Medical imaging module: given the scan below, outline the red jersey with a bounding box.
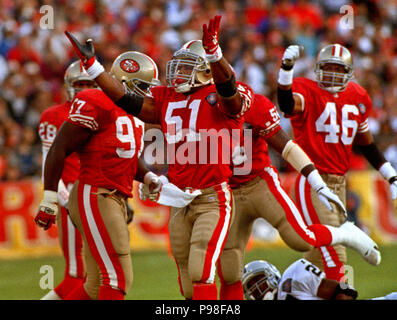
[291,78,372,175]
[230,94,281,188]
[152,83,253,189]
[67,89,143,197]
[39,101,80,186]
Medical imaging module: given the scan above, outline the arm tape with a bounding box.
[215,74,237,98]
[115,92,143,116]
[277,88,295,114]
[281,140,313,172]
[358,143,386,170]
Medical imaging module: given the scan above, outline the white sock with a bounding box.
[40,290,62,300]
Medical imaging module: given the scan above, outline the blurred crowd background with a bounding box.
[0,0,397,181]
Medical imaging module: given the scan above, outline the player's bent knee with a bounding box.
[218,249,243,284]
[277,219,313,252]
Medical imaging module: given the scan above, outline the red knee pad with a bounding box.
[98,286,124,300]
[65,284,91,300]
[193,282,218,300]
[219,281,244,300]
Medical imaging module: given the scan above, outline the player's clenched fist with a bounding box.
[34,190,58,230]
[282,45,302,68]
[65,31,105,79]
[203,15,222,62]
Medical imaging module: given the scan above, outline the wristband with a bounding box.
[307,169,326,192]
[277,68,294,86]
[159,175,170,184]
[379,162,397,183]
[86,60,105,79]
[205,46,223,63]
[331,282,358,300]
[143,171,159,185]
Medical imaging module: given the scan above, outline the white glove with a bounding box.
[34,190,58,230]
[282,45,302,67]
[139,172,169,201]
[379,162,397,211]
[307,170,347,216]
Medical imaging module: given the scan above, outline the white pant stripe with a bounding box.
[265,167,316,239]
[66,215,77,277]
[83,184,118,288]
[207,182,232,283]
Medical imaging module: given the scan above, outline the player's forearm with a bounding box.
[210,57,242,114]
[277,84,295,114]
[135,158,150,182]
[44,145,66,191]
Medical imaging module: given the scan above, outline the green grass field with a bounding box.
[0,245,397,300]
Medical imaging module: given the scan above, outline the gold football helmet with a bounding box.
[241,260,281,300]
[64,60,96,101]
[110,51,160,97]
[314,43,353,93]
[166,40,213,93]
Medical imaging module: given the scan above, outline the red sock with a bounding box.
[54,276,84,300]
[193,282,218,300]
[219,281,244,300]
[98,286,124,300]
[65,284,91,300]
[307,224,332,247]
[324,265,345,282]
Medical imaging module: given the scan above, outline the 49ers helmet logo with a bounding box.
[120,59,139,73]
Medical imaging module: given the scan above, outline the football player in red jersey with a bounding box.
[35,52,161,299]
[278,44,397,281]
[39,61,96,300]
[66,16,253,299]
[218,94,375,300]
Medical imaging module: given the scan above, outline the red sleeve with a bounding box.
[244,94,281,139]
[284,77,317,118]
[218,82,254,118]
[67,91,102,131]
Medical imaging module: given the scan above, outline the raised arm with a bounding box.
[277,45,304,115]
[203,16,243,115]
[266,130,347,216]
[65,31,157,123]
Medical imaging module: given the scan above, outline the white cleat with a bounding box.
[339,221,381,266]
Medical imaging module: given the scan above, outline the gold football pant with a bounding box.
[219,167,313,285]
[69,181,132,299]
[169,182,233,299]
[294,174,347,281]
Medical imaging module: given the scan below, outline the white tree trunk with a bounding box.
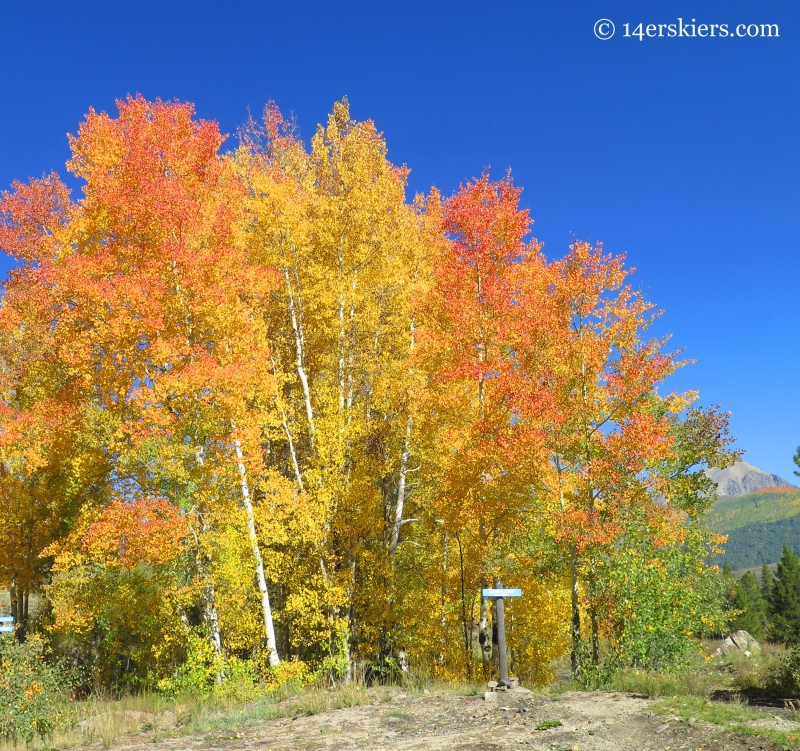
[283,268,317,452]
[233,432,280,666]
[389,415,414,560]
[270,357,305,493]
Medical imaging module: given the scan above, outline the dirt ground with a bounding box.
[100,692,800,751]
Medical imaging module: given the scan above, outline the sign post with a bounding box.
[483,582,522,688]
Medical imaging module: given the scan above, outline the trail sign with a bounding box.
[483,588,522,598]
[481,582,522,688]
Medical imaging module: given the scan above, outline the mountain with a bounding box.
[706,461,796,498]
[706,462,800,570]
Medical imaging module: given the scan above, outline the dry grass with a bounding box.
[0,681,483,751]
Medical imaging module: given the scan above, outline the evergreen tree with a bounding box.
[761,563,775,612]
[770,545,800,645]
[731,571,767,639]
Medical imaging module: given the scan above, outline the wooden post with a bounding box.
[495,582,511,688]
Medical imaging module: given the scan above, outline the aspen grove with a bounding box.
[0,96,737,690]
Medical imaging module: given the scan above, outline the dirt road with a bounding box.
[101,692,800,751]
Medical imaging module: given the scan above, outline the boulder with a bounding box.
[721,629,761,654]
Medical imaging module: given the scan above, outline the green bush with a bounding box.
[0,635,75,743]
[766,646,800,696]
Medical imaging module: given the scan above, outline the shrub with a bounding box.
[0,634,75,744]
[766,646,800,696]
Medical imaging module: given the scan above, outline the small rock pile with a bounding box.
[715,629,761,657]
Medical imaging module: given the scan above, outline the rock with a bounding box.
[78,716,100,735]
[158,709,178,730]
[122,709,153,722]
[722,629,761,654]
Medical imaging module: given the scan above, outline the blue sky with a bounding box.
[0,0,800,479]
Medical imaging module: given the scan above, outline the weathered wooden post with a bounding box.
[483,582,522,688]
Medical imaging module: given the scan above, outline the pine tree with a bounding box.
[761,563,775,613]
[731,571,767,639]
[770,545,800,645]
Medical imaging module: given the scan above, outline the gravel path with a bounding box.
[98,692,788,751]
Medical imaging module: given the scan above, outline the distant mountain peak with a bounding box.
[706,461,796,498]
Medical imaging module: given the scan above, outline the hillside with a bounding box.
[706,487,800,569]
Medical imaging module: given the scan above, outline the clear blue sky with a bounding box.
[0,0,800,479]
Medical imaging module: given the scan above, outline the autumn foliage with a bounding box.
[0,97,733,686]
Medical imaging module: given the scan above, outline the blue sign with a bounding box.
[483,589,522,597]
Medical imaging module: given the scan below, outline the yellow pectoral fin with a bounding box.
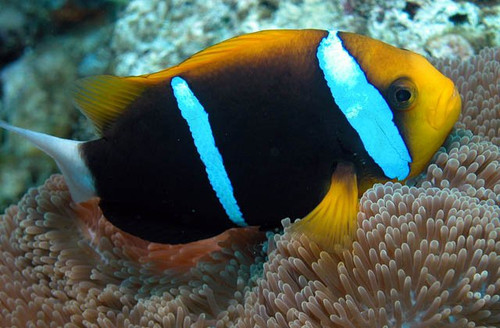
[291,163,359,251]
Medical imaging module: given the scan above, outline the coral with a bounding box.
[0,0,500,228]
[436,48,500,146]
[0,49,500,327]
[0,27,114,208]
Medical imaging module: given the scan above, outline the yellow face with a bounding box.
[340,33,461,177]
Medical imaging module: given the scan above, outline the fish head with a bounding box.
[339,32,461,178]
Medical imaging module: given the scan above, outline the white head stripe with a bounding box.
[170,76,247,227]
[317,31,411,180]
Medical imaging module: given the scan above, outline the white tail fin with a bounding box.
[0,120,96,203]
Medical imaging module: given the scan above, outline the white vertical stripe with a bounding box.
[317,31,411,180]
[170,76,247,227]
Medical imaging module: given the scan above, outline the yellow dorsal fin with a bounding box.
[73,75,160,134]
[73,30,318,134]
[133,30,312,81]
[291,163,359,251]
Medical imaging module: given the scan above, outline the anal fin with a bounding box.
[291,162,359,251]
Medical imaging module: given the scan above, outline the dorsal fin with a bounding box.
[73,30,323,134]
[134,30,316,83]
▬▬▬▬▬▬
* Given task: Starting at the line that contains "Medical imaging module: given the scan above, outline the coral", output each remaining line of the listing, the last line included, exactly as it appears.

* Expected answer:
Medical imaging module: given the scan above, outline the coral with a bounding box.
[0,0,500,228]
[436,48,500,146]
[0,49,500,327]
[0,27,114,208]
Medical imaging module: given the scan above, outline the yellow face with a bounding box.
[340,33,461,177]
Medical imaging module: given the scan above, outline the fish head with a bounding box.
[339,32,461,178]
Medical imaging module: given the scan above, outline the white head stripe with a bounding box.
[170,76,247,227]
[317,31,411,180]
Medical imaging module: given the scan above, outline the white tail fin with a bounding box.
[0,120,96,203]
Medical imaging module: given the scan above, outline the white vertical stripe with a bounding box.
[317,31,411,180]
[170,76,247,227]
Medical imaging module: given the scan above, outline the yellow dorsal fin with a bounding box.
[73,75,160,134]
[73,30,318,134]
[133,30,312,81]
[291,163,359,251]
Medical imaging module: given the scan above, outline the anal fin with a bounding box.
[291,162,359,251]
Medical imaging module: given the scan above, outline the dorsal fin with a bounding box.
[73,30,323,134]
[134,30,316,83]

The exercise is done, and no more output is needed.